## Short exercise 1
In the golf course article, how many holes does Bellars' miniature golf course have?
## Short exercise 2
Rewrite the listing from its first line through the line containing "[(146, 475), (902, 477)]", inclusive, changing "canopy tent" to "pop-up tent" and keeping everything else the same. Leave out the pictures.

## Source passage
++++++
Peter Bellars: Par for the Course
by John McGee

Peter Bellars, "Par for the
Course" logo golf
ball teed up for the first hole, kindergarten
(Images courtesy the artist)
Talk about a challenging school district. Most
people need at least three tries to pass junior high. High school is
worse and you can forget college—almost nobody gets in
through the
front door. Not even the visiting Asian mini-golf champ.
Peter Bellars' model of the Japanese education
system is an eight-hole miniature golf course. It's not so different
from what you'd find in suburban America, at the seaside in Bellars'
native England (where they call it "crazy golf") or on top of nearby
World Porters mall in Yokohama (the headquarters of the Japanese
professional sport bahn-golf). Bellars kept the slippery
slopes and octagonal greens. But rather than windmills and dragons, he
constructed simple, beige models of boxy school buildings on his blue,
artificial "fairways."
Pray hard at the jinja (in
front) so that
you'll
make it into daigaku (rear)
Even kids won't have trouble on the first hole, youchien
(kindergarten). The surface is flat and straight, and the only
obstacle—a broad, open shed-like building—has a
doorway wide enough to
drive a Tonka through.
But, like school, the game gets progressively harder. To pass through chugakko (junior
high), you first have to negotiate a narrow,
undulating ramp. Kotogakko
(high school) has a steep ziggurat slope
that requires a very straight putt. Getting into the front door of the
last hole, the Todai-inspired daigaku
(college), is pure luck.
Two special rules encourage players. Everyone gets
automatically "promoted" to the next hole if they can't get in after
six shots. And good performances on the juku and yobiko (cram
schools)
holes can lower your score.
Unlike students, players can relax on park benches
between the holes and watch videos. One is a five-minute documentary of
the only golf temple in the world, Zenshoji in Gunma. Duffers stop by
to make golf ball offerings to a stone relief of the "golf Kannon," a
Buddhist god with a full set of clubs spread like rays of light behind
him.
Cynical, sarcastic, ironic or just British,
Bellars uses his work to playfully satirize Japanese culture. "I play
with what I see but twist it slightly," says the artist. Bellars,
42, has lived in Japan for 16 years, giving him an outsider's inside
view of Japan.

Golf Kannon at Zenshoji temple
in Gunma
And as an English teacher at various local
universities, Bellars knows how the system handicaps prospective
students. The crazy golf he remembers as a kid, he says in his artist
statement, "required no real understanding of golf, no particular
talent, just masses of luck or skill gained from endless practice of
the particular obstacles on the course."
++++++
## Record set
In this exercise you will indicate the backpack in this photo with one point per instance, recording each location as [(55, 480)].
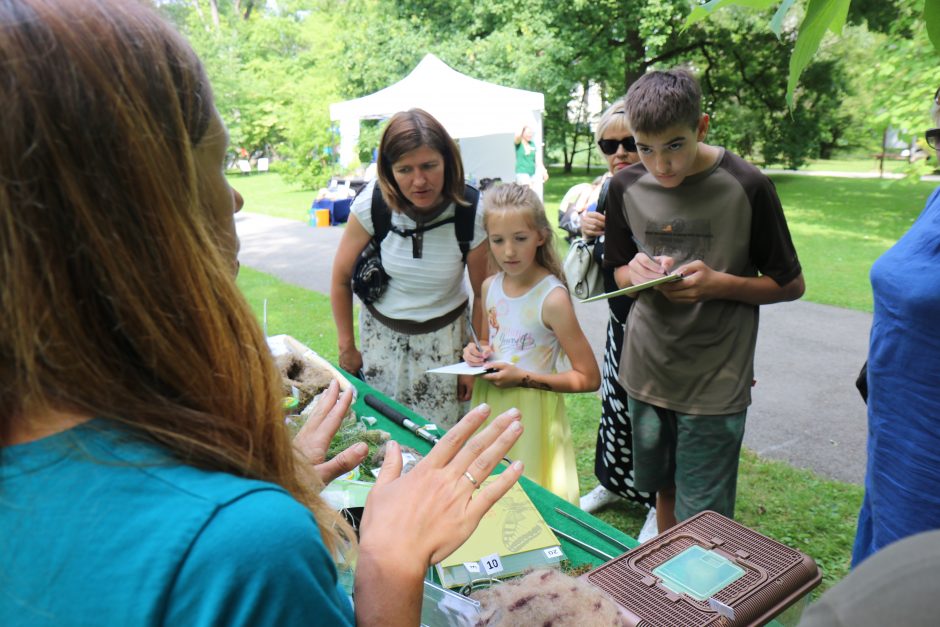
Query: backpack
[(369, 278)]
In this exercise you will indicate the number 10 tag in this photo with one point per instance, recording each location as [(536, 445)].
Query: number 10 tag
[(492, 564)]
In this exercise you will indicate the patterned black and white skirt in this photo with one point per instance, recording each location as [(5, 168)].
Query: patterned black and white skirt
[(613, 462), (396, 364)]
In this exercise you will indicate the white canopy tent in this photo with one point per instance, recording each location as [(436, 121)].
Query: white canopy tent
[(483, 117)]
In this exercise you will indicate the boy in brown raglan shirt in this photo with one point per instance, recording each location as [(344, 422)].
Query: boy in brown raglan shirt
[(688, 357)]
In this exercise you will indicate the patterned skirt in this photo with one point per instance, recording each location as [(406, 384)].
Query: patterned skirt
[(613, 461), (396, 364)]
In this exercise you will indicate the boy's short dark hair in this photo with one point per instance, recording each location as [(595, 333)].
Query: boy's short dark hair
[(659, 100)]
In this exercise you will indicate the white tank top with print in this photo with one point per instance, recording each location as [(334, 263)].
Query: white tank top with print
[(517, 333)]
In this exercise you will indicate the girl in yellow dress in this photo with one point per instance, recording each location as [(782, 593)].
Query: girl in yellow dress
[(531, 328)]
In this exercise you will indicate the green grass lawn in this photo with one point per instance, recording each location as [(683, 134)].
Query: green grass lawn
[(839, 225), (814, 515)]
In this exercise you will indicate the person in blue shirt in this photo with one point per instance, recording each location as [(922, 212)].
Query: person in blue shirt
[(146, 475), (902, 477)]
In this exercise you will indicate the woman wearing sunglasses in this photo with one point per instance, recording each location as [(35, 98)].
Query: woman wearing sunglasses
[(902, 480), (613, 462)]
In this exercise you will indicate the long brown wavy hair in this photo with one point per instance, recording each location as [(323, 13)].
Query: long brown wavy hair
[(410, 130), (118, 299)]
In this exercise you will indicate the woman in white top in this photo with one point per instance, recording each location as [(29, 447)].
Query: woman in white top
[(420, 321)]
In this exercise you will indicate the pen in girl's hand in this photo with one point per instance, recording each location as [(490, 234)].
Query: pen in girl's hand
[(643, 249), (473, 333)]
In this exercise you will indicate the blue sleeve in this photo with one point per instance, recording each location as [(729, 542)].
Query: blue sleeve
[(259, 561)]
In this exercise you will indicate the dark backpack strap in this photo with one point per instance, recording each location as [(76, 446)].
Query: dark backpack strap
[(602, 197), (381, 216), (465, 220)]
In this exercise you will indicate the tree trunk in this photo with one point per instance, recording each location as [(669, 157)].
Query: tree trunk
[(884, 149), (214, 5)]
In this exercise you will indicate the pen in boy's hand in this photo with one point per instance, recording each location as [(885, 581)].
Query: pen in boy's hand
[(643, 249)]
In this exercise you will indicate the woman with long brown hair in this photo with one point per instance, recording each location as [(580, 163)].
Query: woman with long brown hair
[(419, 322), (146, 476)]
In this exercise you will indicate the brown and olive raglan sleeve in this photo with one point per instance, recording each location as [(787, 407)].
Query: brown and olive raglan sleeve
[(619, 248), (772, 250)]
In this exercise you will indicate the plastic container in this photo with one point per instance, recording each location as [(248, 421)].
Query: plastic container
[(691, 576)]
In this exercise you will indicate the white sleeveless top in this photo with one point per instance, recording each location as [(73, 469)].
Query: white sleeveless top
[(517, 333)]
++++++
## Reply 1
Eight holes.

## Reply 2
In this exercise you will indicate the backpack in this photo with one point per instance, recording each location as [(55, 480)].
Query: backpack
[(369, 278)]
In this exercise you will indicate the number 10 tag in this photo with one point per instance, recording each location as [(536, 445)].
Query: number 10 tag
[(492, 564)]
In this exercise you will indicate the patterned black and white skirt in this photo with one point per instance, recording each location as [(5, 168)].
Query: patterned black and white skirt
[(613, 462), (396, 364)]
In this exercise you will indicate the white pop-up tent in this photo with one point per instance, recording each location as [(436, 121)].
Query: white pop-up tent
[(483, 117)]
In this exercise you will indicate the boy in brown raglan shirt in this photo with one point per instance, recording each location as [(344, 422)].
Query: boy in brown raglan shirt
[(688, 357)]
In this exercise you will indicate the patterned skirt in this photo with one point per instance, recording each location as [(406, 384)].
Query: patterned skirt
[(613, 461), (396, 364)]
In this exercise you will indicate the boy's short dark hair in this photo with one point per instance, recording each location as [(595, 333)].
Query: boy's short dark hair
[(659, 100)]
In this exercise you will indicate the white tank top with print in this photo with one point per instance, recording each location as [(334, 263)].
Query: white tank top with print
[(517, 333)]
In this exercise you will indicate the girl in yellow dress in this photo with one point per instance, recording each location as [(782, 593)].
Query: girl in yellow dress
[(531, 328)]
In this exercise you will indicate the green grass lawn in this photo with one point per instance, recording each location as [(683, 134)].
Query: green grass lawn
[(839, 225), (814, 515)]
In this exercise you will indicate the person in blue shirt in this photo with one point per instance, recording each location as [(922, 212)].
Query: person in blue shirt
[(146, 475), (902, 477)]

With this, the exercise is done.